Start of Extract

UNITED STATES

SECURITIES AND EXCHANGE COMMISSION

Washington, D.C. 20549

 

FORM 8-K

 

CURRENT REPORT

Pursuant to Section 13 or 15(d) of the Securities Exchange Act of 1934

 

Date of Report (Date of earliest event reported): July 1, 2016

 

Cardtronics, Inc.

(Exact name of registrant as specified in its charter)

 

Delaware

 

001-33864

 

76-0681190

(State or other jurisdiction of
incorporation)

 

(Commission File Number)

 

(I.R.S. Employer Identification No.)

 

3250 Briarpark Drive, Suite 400, Houston, Texas

 

77042

 (Address of principal executive offices)

 

(Zip Code)

 

Registrant’s telephone number, including area code: (832) 308-4000

 

Not Applicable

(Former name or former address, if changed since last report)

 


 

Check the appropriate box below if the Form 8-K filing is intended to simultaneously satisfy the filing obligation of the registrant under any of the following provisions:

 

o            Written communications pursuant to Rule 425 under the Securities Act (17 CFR 230.425)

 

o            Soliciting material pursuant to Rule 14a-12 under the Exchange Act (17 CFR 240.14a-12)

 

o            Pre-commencement communications pursuant to Rule 14d-2(b) under the Exchange Act (17 CFR 240.14d-2(b))

 

o            Pre-commencement communications pursuant to Rule 13e-4(c) under the Exchange Act (17 CFR 240.13e-4(c))

 

 

 



 

Item 1.01    Entry into a Material Definitive Agreement.

 

Credit Agreement

 

On July 1, 2016, in connection with the Merger (as defined below), Cardtronics plc, a public limited company organized under English law (“Cardtronics plc”), became a party to and a guarantor under the Amended and Restated Credit Agreement, dated April 24, 2014, among Cardtronics, Inc., a Delaware corporation (“Cardtronics Delaware”), JPMorgan Chase Bank, N.A., as Administrative Agent, J.P. Morgan Europe Limited, as Alternative Currency Agent, Bank of America, N.A., as Syndication Agent and Wells Fargo Bank, N.A., as Documentation Agent, and certain other lenders (as amended, the “Credit Agreement”), pursuant to a Third Amendment to the Credit Agreement (the “Credit Agreement Amendment”).

 

The Credit Agreement Amendment made certain changes to the Credit Agreement, including the following:

 

·                  Cardtronics plc and certain of its subsidiaries were added to the Credit Agreement as borrowers and guarantors;

 

·                  Cardtronics Delaware will no longer be a borrower, but will remain a guarantor under the Credit Agreement;

 

·                  the maturity date of the Credit Agreement was extended to July 1, 2021; and

 

·                  the full amount under the Credit Agreement can now be borrowed in U.S. dollars, certain alternative currencies or a combination thereof.

End of Extract
Start of Recorded information

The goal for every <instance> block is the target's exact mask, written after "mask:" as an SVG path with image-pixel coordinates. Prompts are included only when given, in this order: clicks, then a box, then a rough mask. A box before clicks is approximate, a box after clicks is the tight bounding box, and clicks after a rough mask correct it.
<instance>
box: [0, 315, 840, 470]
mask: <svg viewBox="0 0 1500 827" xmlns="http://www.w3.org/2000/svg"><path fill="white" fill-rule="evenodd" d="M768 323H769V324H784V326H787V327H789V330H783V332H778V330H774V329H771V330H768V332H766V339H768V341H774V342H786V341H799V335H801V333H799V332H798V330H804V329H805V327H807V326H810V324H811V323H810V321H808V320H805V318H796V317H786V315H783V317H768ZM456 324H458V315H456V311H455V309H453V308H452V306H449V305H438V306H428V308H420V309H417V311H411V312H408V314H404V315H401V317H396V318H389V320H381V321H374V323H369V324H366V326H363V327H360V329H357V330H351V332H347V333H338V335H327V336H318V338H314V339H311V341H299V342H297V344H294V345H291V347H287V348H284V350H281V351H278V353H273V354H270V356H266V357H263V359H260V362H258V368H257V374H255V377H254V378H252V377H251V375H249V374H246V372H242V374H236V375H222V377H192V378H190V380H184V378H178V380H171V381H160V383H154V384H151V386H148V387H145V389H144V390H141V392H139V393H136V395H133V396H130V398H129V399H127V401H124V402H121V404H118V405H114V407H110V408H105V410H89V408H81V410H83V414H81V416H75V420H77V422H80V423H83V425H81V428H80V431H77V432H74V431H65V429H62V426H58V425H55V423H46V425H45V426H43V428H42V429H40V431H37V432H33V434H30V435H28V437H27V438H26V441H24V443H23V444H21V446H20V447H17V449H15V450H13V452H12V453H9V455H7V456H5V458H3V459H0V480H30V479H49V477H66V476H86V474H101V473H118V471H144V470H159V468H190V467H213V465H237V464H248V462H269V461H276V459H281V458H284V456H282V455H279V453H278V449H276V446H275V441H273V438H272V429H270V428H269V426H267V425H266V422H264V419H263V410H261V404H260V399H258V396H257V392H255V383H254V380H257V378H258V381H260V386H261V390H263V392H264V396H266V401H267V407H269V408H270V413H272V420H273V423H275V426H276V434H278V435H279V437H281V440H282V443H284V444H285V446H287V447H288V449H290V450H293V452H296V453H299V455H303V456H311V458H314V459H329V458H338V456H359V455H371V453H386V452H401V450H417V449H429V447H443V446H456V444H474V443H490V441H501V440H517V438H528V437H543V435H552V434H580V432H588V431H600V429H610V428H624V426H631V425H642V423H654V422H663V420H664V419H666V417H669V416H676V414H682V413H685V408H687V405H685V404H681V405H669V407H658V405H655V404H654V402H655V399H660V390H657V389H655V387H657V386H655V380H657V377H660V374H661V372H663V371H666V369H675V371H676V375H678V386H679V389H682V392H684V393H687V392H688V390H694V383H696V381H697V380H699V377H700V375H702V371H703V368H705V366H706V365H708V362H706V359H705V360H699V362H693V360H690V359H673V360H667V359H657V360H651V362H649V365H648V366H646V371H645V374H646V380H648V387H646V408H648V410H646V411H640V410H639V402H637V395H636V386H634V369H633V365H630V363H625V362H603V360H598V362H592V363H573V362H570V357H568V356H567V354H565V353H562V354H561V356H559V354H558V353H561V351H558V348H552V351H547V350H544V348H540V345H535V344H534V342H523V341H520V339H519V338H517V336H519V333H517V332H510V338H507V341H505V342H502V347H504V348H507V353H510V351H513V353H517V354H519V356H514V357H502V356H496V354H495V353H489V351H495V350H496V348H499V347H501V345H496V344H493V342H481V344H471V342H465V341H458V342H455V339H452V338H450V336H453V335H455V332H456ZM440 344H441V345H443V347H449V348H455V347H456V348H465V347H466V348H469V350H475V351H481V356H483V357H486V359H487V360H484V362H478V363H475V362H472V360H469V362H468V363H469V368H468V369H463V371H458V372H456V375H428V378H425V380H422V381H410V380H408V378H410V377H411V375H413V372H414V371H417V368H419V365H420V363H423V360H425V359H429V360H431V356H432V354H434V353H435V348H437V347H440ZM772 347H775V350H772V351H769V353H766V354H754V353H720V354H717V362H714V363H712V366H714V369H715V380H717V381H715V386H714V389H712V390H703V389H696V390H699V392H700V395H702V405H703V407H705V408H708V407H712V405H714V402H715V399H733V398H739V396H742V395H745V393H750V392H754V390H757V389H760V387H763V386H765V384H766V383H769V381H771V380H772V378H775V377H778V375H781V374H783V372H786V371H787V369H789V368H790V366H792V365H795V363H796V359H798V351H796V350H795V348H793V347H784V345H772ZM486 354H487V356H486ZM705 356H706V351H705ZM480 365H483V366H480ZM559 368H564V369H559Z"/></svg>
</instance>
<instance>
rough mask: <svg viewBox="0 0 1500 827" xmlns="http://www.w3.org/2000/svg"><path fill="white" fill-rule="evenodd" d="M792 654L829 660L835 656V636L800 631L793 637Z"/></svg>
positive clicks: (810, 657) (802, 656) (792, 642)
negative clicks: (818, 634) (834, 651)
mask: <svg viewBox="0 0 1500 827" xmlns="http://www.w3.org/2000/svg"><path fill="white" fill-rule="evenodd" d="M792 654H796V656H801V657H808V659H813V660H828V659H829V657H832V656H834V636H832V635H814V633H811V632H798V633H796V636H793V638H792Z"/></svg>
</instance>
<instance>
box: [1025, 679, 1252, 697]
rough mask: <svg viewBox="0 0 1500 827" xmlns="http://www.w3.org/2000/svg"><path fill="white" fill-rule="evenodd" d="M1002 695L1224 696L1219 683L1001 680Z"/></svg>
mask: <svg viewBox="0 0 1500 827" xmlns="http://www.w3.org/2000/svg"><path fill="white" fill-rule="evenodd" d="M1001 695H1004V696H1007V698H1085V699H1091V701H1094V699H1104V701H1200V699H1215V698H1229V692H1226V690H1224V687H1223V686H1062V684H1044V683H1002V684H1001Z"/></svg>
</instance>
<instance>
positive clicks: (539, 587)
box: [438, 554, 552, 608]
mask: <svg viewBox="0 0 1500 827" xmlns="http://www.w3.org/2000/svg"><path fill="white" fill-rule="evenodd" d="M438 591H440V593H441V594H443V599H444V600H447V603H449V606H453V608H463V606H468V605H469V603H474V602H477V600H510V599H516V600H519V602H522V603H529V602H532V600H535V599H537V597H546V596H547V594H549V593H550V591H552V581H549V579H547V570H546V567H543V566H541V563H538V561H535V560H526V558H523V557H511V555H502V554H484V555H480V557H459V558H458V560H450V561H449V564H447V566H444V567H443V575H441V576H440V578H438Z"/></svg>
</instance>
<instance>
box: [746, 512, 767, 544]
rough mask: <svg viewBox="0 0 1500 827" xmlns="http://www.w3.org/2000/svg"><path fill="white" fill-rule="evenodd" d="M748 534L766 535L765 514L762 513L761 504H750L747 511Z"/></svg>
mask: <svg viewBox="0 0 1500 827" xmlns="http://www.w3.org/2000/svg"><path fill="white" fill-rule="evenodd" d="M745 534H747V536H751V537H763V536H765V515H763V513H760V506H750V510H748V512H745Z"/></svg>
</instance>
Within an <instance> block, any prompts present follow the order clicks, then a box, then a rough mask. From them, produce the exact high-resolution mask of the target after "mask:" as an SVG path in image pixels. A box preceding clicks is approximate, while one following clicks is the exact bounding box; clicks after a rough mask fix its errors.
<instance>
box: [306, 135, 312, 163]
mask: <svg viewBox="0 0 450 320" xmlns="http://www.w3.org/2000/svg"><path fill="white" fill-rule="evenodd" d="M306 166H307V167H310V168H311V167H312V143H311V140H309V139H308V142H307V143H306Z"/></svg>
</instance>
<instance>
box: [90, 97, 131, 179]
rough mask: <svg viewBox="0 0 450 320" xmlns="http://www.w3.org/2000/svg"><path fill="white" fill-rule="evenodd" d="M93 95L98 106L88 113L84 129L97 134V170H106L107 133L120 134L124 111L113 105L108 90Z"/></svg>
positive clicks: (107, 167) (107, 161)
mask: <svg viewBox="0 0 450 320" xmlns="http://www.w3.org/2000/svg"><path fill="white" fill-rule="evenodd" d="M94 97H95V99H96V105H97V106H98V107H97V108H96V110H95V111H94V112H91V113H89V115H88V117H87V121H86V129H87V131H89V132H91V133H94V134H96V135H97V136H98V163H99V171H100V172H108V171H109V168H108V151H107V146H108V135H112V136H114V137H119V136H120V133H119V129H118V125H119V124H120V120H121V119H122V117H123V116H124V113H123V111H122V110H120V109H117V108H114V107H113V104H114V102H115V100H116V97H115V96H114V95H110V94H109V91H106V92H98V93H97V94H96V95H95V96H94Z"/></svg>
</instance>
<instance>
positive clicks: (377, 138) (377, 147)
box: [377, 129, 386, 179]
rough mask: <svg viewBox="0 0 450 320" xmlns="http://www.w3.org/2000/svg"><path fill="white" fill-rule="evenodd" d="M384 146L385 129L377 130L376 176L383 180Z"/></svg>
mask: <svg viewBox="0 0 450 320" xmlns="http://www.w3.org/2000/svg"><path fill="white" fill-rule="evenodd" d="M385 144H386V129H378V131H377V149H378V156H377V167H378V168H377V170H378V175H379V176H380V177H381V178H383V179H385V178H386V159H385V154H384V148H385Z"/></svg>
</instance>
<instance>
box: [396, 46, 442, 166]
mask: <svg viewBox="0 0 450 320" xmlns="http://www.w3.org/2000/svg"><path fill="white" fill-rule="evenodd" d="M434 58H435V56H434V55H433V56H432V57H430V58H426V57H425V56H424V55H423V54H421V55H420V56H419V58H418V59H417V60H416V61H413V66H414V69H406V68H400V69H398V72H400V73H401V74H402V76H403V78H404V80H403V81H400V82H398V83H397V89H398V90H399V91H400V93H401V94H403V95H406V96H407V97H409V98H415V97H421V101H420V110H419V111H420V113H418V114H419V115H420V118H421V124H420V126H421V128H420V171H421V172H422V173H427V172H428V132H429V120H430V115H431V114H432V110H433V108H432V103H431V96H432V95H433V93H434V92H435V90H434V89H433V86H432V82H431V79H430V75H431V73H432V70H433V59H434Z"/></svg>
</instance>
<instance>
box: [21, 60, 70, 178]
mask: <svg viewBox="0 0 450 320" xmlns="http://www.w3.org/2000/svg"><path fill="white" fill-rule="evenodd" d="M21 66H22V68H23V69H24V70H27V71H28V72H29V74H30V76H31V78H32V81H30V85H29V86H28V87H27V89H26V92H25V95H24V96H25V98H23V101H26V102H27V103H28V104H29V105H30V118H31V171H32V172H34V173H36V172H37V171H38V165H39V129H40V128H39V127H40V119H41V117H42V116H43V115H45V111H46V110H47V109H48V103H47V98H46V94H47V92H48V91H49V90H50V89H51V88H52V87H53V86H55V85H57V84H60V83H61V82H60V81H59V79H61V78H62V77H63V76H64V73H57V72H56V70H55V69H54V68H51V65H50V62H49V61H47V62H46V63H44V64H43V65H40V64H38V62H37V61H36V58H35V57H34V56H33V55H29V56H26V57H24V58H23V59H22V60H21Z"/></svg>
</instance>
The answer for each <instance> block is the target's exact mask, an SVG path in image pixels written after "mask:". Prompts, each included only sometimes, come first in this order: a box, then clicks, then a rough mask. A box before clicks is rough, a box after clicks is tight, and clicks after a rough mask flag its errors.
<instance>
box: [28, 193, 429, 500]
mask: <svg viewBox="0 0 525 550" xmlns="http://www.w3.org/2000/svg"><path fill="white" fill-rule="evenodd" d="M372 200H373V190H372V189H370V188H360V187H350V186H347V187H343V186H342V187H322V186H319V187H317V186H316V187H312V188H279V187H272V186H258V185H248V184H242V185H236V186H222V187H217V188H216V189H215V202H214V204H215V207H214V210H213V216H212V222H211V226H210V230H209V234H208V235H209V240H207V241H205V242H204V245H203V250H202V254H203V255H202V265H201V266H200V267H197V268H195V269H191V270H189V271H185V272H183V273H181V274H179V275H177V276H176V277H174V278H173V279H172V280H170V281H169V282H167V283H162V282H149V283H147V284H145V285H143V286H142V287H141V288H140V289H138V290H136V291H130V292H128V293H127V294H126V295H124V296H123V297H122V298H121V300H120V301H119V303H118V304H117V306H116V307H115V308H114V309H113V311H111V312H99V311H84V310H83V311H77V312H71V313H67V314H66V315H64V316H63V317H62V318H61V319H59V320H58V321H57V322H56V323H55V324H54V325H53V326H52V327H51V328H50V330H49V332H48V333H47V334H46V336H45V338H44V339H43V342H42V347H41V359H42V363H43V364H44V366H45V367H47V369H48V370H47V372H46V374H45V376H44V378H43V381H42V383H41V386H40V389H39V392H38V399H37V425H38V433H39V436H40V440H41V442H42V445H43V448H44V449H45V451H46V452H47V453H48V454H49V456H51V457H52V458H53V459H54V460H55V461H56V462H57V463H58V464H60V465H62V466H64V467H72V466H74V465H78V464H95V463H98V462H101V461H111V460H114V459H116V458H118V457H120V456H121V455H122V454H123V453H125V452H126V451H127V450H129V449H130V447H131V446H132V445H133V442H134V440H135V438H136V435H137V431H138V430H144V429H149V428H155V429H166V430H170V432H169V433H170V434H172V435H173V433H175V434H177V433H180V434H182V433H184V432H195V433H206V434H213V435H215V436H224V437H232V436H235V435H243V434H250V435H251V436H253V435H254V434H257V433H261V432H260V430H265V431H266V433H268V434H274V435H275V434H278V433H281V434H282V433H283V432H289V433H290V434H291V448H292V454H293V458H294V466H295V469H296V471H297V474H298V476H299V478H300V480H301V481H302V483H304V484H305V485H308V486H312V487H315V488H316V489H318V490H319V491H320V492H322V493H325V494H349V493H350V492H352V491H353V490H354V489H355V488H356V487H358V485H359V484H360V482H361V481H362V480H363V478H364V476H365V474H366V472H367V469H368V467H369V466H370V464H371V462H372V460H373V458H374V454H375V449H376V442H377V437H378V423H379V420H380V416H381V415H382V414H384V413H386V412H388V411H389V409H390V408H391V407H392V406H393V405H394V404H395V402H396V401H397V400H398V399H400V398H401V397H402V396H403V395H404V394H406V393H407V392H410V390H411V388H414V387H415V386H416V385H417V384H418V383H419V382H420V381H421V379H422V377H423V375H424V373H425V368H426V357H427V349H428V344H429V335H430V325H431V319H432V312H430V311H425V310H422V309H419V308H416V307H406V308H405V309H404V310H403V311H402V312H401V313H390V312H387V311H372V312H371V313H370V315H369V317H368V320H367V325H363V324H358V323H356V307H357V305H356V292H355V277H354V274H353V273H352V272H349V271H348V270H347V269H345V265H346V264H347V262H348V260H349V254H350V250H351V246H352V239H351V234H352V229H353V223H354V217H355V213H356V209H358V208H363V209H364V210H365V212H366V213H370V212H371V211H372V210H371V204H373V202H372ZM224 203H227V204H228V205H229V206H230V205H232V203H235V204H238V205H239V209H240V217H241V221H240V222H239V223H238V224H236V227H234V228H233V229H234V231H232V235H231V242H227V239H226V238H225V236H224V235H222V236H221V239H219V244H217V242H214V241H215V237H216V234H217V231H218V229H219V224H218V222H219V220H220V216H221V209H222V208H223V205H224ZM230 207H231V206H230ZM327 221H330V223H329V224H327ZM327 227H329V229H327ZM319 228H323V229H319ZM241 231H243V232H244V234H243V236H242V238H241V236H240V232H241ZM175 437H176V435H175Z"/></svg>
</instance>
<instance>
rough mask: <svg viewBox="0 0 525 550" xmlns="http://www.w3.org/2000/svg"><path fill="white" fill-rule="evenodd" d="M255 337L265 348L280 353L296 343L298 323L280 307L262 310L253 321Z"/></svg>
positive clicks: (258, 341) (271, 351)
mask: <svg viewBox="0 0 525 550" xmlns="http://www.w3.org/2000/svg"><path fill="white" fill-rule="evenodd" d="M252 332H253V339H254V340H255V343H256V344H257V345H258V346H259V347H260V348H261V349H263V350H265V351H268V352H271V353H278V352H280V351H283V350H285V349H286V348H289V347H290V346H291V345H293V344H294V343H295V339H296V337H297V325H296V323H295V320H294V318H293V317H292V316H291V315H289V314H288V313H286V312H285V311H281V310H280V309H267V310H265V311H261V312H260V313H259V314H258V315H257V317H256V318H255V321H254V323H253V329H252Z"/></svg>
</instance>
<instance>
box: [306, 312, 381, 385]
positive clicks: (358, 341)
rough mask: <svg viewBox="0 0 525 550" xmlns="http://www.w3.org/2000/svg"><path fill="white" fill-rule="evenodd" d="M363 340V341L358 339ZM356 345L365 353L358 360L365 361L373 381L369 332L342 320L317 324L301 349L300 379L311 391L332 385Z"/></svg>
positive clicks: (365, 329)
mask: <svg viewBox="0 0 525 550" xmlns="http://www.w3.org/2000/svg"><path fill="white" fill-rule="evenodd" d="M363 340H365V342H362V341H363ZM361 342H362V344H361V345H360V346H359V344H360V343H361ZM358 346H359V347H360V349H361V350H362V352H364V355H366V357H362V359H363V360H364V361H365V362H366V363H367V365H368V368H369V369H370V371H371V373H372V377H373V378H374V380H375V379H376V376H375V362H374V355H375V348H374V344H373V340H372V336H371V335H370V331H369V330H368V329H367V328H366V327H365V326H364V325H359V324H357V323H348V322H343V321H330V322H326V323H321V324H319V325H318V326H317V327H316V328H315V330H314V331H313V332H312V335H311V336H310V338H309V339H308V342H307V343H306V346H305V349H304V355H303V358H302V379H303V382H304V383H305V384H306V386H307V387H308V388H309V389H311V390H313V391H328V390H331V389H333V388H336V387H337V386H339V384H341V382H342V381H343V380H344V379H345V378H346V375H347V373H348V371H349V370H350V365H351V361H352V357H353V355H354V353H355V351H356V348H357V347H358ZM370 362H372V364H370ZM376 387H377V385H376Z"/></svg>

End of Recorded information

Exercise directions: List each bank that the Form 8-K names as an agent under the Credit Agreement, with the agent role it holds.

Completed task:
- JPMorgan Chase Bank, N.A.: Administrative Agent
- J.P. Morgan Europe Limited: Alternative Currency Agent
- Bank of America, N.A.: Syndication Agent
- Wells Fargo Bank, N.A.: Documentation Agent